**The data:**
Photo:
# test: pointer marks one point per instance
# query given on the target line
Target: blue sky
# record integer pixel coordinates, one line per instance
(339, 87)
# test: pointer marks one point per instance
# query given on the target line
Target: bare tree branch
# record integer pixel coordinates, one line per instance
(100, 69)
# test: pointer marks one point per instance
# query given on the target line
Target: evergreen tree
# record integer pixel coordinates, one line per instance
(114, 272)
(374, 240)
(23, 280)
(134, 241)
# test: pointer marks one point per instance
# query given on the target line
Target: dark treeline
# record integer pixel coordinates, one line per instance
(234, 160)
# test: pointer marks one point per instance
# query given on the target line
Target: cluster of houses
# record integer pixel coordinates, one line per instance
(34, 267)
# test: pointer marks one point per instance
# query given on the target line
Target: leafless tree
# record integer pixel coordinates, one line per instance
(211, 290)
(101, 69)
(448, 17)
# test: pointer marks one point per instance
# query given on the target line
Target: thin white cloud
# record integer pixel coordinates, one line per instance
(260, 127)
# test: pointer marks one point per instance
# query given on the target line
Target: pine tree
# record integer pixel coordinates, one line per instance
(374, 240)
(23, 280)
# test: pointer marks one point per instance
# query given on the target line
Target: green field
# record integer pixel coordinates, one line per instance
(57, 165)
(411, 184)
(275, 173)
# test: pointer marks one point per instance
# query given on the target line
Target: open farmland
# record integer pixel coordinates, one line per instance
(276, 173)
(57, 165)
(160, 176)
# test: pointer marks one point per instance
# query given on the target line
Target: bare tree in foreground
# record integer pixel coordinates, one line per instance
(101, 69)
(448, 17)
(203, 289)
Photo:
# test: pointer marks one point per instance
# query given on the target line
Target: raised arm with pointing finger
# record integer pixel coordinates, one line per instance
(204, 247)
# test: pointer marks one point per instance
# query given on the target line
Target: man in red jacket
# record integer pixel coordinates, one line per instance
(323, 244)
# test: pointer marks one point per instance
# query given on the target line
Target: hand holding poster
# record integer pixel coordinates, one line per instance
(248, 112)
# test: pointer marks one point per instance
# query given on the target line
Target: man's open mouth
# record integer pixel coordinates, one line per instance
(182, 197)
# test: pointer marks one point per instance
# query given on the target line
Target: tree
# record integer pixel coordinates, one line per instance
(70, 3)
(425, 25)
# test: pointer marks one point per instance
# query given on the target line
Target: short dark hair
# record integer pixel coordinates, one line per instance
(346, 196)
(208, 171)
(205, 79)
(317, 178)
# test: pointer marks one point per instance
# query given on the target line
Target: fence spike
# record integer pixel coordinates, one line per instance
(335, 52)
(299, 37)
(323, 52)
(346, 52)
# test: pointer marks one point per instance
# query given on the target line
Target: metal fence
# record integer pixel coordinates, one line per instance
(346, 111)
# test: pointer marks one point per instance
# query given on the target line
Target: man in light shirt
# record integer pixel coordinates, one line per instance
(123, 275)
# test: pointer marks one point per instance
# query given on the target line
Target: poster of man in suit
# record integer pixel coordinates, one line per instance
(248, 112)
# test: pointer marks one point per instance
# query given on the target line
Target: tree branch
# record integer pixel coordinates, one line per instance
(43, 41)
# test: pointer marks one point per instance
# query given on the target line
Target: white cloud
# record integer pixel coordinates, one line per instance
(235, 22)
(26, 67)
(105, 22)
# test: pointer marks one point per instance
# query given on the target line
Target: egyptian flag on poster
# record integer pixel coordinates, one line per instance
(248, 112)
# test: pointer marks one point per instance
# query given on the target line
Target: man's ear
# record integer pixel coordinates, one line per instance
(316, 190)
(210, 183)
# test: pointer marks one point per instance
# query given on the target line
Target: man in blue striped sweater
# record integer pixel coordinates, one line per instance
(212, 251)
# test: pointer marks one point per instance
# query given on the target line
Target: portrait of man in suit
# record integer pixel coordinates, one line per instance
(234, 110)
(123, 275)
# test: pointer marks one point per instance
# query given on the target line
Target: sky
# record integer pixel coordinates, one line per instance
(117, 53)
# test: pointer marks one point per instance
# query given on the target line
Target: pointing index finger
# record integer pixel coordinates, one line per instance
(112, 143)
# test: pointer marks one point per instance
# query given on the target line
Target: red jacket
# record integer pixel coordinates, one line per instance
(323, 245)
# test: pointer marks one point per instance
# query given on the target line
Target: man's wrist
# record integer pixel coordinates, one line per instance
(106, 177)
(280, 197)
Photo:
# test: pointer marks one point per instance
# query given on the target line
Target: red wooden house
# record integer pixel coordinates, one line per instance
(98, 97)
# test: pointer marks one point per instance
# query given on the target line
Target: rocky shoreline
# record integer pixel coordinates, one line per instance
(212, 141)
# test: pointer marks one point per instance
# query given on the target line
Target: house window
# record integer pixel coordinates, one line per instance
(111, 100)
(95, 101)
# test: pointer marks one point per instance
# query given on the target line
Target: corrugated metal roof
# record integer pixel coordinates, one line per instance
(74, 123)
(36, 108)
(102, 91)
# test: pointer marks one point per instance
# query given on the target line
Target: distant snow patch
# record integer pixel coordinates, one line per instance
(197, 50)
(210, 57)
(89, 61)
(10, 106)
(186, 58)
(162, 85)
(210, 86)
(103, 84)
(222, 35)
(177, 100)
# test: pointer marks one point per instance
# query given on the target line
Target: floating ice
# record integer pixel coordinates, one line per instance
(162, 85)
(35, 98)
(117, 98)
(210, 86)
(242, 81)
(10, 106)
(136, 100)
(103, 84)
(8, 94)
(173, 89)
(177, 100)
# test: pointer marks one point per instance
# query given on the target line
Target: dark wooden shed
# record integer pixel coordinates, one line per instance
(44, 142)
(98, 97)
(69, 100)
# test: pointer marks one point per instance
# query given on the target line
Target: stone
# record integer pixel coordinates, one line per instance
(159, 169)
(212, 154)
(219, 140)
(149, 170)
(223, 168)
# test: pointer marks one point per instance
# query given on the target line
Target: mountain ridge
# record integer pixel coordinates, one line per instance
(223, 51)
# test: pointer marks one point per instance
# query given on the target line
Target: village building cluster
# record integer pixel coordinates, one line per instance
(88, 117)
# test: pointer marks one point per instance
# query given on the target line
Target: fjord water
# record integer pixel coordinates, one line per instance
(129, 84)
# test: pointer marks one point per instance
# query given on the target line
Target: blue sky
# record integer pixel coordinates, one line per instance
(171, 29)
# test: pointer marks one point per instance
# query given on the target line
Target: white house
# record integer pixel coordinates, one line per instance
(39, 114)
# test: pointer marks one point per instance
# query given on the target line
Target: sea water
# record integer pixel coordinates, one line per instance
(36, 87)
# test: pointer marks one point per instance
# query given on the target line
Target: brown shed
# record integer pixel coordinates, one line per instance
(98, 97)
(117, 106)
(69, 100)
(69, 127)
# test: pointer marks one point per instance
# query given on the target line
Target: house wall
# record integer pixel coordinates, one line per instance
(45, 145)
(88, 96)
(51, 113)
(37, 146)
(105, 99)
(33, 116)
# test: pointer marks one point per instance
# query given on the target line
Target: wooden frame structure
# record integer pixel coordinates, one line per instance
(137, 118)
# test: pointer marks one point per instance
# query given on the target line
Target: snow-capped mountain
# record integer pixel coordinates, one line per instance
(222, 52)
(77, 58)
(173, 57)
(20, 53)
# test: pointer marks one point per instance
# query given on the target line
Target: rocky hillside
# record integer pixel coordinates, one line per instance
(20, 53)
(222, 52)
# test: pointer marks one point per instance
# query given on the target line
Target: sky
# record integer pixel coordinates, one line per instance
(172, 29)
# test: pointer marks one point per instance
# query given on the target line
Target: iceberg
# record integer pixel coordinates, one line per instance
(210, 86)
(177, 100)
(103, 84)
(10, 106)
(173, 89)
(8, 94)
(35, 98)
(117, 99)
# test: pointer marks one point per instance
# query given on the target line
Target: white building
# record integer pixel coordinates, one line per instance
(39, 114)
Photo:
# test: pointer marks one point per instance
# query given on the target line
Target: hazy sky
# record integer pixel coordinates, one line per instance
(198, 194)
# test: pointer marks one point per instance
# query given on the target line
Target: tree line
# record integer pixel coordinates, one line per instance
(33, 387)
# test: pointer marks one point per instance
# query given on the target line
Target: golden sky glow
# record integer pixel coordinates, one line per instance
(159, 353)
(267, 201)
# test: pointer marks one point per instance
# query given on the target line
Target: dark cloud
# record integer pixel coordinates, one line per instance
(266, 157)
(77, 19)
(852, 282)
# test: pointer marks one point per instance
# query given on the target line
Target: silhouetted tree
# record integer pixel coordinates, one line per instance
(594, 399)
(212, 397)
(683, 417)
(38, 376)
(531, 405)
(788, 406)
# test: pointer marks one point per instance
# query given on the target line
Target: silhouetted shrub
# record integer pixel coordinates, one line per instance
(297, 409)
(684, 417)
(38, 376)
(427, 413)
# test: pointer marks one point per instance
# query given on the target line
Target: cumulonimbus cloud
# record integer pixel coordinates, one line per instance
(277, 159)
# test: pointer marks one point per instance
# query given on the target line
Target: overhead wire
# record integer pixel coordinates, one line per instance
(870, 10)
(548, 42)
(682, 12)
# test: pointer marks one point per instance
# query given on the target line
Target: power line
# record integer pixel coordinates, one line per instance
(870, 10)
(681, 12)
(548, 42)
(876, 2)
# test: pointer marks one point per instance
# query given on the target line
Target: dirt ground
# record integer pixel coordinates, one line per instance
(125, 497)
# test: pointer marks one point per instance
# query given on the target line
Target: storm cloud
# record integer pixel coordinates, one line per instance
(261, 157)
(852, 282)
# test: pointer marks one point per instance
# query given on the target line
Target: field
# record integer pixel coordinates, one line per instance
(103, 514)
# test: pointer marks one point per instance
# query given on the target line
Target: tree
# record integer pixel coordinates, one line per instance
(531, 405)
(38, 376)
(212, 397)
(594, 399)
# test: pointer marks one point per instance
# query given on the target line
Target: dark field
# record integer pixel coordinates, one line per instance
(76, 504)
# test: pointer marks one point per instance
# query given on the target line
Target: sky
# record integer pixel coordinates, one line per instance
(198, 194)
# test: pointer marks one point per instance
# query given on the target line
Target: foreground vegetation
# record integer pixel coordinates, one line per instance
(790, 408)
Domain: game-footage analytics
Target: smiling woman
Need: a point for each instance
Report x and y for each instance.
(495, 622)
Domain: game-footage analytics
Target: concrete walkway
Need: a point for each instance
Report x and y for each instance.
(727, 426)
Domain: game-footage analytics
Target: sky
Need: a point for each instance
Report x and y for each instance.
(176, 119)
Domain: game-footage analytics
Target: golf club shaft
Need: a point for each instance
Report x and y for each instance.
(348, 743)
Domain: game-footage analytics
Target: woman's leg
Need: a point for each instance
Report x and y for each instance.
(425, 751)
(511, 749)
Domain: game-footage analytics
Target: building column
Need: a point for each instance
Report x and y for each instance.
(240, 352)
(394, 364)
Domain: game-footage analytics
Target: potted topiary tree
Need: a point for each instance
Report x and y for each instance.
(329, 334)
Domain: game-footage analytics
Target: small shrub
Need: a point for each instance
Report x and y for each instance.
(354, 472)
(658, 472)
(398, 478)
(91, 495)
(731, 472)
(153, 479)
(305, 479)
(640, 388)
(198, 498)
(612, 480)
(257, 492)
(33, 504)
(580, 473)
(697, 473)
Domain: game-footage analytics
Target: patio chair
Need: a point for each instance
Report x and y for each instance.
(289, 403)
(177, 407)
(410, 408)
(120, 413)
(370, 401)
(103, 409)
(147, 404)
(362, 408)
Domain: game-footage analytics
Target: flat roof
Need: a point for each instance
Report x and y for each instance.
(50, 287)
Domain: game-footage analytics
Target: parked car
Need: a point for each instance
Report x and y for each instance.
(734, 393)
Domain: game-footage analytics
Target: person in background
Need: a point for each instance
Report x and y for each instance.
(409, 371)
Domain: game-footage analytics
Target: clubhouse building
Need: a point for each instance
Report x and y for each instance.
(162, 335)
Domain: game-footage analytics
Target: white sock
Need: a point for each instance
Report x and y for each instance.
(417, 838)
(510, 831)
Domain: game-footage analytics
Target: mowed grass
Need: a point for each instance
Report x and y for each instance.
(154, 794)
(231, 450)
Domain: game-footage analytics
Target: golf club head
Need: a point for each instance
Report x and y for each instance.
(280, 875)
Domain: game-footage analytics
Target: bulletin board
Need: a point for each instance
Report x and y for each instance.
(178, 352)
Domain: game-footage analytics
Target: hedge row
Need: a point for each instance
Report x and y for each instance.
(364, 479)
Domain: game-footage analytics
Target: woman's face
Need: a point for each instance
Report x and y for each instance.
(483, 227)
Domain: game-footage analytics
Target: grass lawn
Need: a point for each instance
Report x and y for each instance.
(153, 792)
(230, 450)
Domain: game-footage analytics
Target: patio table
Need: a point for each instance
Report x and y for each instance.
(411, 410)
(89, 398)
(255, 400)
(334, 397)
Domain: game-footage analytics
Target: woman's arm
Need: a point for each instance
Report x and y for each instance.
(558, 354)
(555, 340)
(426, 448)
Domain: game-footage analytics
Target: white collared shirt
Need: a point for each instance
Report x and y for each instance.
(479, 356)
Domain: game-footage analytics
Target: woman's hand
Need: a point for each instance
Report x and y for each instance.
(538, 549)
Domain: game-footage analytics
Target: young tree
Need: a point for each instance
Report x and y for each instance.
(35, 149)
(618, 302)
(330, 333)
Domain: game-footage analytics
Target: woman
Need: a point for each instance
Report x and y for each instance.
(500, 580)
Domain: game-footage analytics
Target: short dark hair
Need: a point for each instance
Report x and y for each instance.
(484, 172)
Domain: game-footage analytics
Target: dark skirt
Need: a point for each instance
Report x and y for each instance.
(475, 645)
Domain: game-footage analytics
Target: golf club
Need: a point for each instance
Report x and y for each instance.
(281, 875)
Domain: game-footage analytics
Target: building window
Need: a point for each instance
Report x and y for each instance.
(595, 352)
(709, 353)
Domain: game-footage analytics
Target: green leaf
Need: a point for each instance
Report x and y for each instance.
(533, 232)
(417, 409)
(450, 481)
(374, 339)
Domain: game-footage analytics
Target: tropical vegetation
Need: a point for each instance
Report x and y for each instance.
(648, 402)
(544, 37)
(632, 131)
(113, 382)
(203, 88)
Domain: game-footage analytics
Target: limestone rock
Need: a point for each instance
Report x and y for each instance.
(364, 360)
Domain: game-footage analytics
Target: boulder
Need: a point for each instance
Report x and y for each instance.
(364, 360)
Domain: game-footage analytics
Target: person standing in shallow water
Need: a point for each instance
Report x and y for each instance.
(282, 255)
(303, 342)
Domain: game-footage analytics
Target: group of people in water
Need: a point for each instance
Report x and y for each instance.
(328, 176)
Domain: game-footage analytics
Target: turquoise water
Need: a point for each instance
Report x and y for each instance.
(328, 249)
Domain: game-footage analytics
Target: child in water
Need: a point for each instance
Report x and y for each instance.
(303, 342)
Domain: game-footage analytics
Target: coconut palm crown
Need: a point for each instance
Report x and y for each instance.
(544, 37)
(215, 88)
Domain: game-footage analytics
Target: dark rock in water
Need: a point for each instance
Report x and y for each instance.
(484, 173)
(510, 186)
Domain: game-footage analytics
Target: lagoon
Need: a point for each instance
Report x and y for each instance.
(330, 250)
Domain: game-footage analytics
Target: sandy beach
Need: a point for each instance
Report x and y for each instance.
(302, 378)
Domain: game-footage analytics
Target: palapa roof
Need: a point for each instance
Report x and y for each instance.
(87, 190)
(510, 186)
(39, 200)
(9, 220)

**Work to complete:**
Among the records, find every line holding the word "field" and copy it.

**Completed exercise:**
Target: green field
Target: field
Target: dark field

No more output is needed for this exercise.